What is needed -> Your answer consists of the lines in the data that contain "striped". Copy each of them.

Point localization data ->
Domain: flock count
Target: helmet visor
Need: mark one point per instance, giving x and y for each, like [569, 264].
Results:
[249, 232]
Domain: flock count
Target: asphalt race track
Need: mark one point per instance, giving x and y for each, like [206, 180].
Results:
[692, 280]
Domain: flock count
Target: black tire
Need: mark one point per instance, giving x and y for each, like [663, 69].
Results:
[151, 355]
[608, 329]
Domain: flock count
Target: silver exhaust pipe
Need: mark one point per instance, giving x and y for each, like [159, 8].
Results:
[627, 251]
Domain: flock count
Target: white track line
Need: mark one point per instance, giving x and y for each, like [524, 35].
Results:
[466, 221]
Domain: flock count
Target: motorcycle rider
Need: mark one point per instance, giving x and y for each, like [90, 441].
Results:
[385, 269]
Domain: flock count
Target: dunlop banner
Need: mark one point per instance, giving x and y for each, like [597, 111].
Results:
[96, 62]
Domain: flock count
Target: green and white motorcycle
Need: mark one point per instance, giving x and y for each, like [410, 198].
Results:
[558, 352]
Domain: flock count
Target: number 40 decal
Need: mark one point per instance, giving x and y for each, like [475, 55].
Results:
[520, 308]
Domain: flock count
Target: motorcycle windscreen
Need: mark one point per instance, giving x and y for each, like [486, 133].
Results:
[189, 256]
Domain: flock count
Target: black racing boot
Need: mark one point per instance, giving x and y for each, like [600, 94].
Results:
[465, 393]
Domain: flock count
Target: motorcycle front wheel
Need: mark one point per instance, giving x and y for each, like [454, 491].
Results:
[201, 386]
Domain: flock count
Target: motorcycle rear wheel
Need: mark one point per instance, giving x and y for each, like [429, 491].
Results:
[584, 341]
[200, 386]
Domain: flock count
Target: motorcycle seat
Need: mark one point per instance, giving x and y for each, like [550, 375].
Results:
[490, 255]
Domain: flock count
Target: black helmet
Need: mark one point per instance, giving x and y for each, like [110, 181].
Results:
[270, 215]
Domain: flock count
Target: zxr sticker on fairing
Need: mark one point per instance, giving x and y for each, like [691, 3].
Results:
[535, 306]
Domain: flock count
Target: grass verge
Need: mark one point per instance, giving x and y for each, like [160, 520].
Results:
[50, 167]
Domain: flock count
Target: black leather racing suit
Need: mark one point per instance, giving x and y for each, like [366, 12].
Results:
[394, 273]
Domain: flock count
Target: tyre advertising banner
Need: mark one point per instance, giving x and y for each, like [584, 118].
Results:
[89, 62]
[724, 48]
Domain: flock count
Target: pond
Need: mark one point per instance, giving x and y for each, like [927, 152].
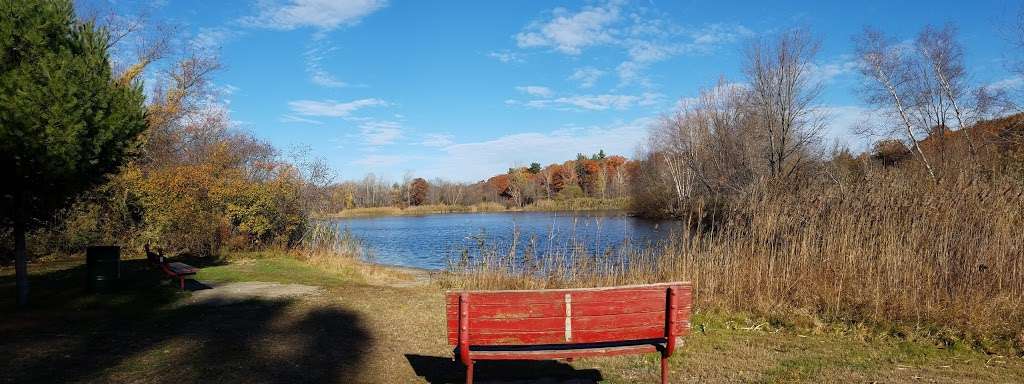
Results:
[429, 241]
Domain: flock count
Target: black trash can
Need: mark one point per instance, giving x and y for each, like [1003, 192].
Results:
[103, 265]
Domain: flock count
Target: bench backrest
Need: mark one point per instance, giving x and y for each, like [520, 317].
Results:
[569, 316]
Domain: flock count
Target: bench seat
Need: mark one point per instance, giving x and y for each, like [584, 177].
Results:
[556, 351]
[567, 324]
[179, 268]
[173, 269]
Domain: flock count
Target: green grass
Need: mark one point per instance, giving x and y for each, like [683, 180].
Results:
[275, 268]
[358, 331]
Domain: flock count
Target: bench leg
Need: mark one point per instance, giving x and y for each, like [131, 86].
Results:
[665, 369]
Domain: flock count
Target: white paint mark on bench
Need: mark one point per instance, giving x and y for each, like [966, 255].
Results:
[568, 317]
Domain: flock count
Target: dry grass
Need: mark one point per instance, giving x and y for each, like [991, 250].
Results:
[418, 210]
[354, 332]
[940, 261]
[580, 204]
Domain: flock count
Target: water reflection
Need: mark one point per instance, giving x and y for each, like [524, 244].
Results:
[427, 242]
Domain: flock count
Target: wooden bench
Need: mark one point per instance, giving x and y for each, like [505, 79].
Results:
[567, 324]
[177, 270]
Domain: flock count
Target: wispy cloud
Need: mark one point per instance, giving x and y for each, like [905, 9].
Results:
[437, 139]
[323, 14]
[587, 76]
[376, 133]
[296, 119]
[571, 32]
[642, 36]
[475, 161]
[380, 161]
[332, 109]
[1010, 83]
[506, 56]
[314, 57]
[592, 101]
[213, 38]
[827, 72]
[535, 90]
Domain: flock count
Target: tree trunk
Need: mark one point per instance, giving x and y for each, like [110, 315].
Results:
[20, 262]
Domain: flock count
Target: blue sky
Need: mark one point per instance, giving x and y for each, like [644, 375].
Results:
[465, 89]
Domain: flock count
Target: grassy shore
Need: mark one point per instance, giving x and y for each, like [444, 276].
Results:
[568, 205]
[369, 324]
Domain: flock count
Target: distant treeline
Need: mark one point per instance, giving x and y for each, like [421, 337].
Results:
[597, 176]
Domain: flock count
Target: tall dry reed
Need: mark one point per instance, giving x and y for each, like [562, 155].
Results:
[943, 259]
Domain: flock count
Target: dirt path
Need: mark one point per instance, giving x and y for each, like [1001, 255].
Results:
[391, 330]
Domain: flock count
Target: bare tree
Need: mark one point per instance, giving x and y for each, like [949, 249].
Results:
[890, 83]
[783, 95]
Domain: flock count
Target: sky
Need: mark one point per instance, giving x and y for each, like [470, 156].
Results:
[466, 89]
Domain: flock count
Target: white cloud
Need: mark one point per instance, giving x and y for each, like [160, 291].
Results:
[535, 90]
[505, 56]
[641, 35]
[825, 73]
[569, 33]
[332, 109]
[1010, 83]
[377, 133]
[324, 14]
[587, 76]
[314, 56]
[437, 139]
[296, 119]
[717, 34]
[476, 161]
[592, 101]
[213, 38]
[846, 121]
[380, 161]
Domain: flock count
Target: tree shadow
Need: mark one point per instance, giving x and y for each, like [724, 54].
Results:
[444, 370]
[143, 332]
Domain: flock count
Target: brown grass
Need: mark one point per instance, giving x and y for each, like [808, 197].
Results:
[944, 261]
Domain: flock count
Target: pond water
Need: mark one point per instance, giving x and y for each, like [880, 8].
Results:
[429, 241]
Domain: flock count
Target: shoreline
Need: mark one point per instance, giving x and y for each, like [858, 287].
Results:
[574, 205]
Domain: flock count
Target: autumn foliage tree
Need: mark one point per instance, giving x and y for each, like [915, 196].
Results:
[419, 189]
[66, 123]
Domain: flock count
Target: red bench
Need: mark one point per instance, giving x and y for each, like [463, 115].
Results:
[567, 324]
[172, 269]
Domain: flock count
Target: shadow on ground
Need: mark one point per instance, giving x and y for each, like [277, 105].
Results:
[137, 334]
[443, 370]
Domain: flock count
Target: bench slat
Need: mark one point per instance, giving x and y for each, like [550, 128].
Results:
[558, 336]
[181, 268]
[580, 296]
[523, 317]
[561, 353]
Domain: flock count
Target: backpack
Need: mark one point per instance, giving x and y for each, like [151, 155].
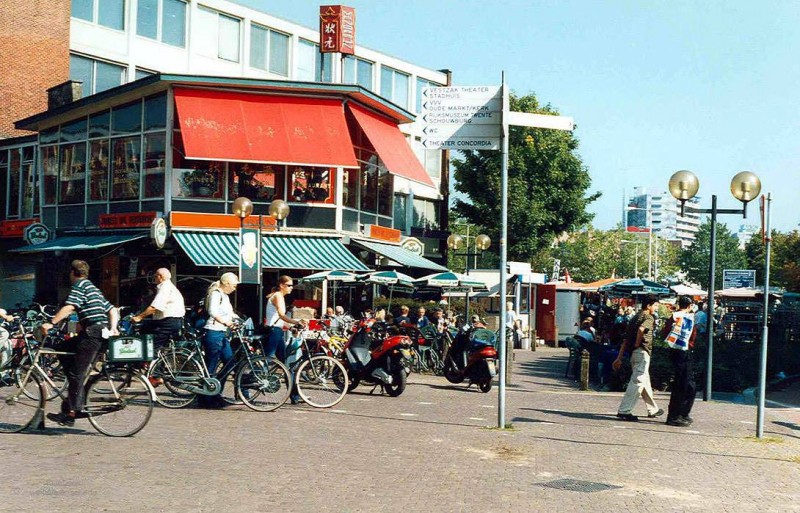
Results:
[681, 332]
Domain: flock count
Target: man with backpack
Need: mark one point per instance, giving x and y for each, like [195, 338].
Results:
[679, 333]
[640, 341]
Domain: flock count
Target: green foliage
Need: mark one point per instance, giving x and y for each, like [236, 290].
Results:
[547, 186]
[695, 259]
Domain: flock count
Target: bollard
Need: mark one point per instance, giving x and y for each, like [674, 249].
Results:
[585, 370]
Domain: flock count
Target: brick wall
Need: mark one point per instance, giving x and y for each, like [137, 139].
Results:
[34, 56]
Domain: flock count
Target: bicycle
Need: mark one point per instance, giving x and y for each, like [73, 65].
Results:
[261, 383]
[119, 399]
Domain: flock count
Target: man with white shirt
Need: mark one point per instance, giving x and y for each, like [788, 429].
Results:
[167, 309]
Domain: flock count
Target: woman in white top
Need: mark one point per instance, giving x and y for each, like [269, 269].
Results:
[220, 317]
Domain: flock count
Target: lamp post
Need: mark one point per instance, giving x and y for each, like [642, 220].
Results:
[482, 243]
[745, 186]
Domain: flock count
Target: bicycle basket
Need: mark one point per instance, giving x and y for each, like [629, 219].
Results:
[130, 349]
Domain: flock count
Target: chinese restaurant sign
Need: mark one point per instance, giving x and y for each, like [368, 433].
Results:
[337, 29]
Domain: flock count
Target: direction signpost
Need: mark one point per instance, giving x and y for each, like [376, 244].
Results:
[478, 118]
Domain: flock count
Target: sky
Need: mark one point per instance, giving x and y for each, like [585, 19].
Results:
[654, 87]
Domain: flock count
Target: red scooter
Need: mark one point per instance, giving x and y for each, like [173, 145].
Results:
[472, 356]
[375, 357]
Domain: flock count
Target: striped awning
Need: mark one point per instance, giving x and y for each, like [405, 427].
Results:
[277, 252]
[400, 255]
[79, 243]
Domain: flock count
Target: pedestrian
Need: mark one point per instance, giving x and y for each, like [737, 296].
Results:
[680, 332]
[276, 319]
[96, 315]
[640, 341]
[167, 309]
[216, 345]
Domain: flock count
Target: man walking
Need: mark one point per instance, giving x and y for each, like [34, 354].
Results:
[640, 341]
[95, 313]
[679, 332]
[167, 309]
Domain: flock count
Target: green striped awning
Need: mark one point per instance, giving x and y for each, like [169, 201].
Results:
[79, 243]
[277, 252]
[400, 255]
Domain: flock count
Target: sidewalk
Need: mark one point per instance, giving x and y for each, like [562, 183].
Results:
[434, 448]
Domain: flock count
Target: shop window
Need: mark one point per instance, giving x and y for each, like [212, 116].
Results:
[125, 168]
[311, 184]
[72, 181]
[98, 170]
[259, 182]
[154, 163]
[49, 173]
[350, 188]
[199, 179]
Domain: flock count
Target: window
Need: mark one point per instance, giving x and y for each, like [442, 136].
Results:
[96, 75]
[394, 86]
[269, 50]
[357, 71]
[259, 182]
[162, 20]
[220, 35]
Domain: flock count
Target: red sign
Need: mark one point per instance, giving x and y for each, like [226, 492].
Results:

Answer to the problem ->
Target: striped awning
Target: green striped awning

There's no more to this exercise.